<<<<
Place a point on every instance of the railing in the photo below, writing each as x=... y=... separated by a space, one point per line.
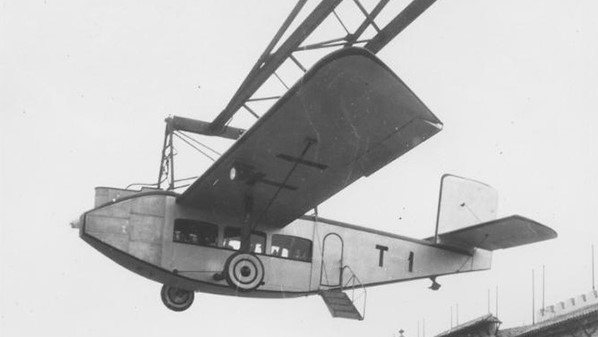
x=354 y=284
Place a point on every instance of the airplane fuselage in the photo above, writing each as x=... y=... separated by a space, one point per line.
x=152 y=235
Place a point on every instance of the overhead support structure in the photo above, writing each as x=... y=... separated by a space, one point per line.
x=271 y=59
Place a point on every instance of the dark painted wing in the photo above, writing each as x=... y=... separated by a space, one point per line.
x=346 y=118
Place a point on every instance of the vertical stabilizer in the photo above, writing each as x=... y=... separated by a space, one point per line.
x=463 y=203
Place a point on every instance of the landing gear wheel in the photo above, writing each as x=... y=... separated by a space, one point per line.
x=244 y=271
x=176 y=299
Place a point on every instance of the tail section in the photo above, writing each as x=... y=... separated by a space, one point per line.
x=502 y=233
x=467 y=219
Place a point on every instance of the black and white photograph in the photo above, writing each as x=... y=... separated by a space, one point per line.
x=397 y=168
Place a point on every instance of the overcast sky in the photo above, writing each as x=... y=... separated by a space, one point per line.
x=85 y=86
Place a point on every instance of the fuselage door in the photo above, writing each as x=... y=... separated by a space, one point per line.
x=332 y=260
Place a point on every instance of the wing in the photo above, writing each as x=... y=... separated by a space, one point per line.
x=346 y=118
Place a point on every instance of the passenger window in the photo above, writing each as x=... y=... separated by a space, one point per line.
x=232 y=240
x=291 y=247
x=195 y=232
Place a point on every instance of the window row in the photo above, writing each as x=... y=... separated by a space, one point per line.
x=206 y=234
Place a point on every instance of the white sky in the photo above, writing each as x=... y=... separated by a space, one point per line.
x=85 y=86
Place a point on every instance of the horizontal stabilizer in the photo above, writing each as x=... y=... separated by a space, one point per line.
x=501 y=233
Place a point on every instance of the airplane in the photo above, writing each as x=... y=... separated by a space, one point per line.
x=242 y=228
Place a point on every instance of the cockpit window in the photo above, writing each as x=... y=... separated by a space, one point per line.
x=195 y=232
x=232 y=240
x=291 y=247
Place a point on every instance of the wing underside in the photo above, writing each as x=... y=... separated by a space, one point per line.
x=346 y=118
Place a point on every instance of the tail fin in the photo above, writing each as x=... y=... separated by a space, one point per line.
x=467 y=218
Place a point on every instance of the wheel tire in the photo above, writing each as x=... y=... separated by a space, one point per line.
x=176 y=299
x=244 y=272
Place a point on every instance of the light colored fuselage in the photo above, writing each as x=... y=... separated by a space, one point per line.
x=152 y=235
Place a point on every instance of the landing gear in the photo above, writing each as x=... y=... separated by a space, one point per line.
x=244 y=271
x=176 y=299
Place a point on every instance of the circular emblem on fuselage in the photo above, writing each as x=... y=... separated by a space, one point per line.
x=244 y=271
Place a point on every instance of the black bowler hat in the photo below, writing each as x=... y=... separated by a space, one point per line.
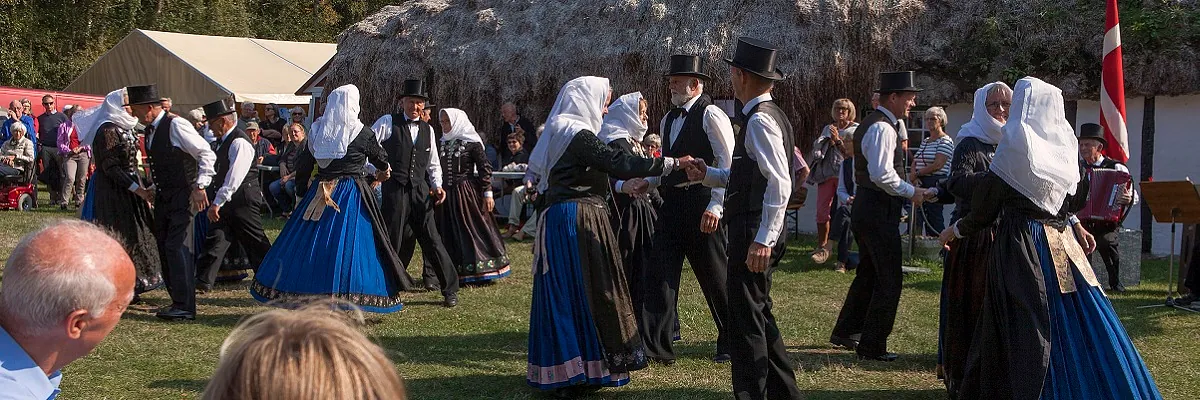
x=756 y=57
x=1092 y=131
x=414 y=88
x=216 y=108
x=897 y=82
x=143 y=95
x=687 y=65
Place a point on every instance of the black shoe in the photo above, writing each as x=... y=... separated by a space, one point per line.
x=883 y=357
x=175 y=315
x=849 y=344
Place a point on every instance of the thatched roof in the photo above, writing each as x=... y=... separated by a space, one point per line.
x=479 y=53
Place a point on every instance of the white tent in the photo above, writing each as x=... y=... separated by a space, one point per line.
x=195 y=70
>>>>
<<<<
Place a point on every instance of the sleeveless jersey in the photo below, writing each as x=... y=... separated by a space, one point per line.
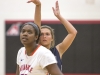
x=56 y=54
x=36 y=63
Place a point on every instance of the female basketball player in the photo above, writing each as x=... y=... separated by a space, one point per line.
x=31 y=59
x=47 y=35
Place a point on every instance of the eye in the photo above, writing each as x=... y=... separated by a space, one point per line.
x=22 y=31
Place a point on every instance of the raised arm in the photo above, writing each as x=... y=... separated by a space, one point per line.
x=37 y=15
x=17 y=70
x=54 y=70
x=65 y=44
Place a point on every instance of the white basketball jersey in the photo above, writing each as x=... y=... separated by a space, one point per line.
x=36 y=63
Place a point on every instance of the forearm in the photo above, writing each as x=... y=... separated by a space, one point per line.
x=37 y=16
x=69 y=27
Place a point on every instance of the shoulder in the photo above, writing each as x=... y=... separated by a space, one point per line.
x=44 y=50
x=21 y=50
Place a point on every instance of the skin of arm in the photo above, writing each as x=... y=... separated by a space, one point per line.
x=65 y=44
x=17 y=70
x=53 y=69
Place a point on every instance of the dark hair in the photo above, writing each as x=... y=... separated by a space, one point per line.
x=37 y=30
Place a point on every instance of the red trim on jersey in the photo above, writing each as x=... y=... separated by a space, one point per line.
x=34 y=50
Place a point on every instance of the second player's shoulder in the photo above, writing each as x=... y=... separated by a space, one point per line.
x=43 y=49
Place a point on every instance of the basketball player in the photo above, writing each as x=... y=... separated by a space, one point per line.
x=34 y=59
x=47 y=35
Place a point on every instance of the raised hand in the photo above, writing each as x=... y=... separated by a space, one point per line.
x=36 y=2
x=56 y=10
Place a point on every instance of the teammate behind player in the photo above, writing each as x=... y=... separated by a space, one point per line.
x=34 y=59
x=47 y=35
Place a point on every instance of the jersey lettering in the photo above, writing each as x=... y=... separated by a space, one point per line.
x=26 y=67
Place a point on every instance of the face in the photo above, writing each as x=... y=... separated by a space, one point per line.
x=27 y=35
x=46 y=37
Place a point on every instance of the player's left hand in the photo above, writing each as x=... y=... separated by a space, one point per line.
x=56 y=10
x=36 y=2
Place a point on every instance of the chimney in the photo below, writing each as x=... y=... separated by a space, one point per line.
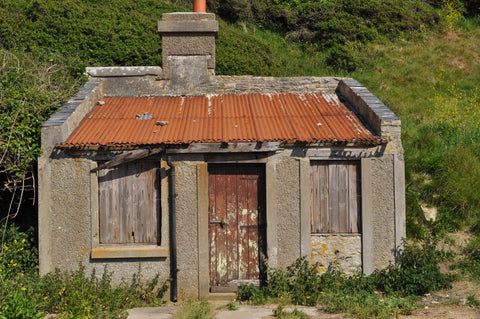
>>>>
<<<<
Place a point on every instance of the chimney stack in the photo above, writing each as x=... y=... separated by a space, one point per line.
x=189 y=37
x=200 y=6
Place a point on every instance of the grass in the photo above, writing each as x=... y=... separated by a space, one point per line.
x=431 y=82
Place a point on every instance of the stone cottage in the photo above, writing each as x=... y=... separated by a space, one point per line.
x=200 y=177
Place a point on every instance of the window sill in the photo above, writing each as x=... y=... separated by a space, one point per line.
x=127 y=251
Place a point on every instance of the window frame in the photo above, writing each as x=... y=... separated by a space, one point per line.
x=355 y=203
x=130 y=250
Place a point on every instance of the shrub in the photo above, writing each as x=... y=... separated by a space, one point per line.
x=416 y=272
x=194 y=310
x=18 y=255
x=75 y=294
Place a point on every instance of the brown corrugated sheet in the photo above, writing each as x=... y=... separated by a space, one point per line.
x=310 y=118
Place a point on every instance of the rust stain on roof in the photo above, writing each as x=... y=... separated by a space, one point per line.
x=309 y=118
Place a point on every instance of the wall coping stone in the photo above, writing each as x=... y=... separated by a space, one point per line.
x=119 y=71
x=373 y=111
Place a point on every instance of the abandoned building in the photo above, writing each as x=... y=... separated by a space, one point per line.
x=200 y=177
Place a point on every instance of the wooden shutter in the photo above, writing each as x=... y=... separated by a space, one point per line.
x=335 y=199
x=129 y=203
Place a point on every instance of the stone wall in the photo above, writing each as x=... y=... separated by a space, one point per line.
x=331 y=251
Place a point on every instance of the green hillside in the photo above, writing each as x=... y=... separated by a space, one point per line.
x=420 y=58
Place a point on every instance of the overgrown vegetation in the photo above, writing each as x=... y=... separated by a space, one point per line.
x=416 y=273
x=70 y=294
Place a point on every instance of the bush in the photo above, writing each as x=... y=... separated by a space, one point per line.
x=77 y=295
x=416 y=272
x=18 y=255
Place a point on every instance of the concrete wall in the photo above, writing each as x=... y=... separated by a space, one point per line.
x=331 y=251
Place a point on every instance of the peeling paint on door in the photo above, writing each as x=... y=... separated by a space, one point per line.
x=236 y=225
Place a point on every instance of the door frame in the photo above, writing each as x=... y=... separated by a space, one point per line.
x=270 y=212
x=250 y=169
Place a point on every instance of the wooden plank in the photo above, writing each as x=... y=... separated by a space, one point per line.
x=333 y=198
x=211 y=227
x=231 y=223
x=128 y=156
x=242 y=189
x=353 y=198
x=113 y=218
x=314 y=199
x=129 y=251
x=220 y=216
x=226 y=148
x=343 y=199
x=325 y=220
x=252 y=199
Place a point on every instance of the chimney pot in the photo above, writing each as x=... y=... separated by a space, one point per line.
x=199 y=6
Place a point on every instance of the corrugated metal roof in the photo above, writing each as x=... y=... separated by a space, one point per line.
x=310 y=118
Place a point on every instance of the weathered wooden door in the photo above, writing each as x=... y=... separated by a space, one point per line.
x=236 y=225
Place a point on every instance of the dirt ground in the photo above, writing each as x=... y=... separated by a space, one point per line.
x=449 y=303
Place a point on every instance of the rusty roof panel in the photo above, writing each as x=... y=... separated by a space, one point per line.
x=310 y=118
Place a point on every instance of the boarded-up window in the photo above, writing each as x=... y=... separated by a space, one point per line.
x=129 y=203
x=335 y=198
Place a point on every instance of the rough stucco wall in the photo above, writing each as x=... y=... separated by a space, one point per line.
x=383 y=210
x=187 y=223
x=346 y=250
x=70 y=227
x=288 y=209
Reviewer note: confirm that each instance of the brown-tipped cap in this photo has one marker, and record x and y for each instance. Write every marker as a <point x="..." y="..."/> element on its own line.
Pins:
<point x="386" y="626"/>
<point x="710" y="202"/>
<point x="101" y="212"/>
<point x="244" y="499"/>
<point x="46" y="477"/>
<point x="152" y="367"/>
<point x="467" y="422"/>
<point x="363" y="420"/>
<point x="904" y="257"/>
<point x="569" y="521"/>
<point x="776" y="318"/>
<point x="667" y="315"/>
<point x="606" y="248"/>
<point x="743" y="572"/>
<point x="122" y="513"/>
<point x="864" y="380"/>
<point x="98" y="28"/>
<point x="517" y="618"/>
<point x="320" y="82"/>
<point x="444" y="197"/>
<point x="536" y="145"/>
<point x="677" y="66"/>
>>>>
Your answer should be the lines above from the one containing "Place a point on every instance of the player's" through the one containing "Place a point on every instance of the chimney in", copied exactly and with both ends kept.

Place a point on every instance of the player's left hand in the photo above, writing each as x=... y=... separated by a space, one point per line.
x=56 y=10
x=36 y=2
Place a point on every instance of the chimney in the photo below, writing each as x=... y=... separated by a space, one point per line.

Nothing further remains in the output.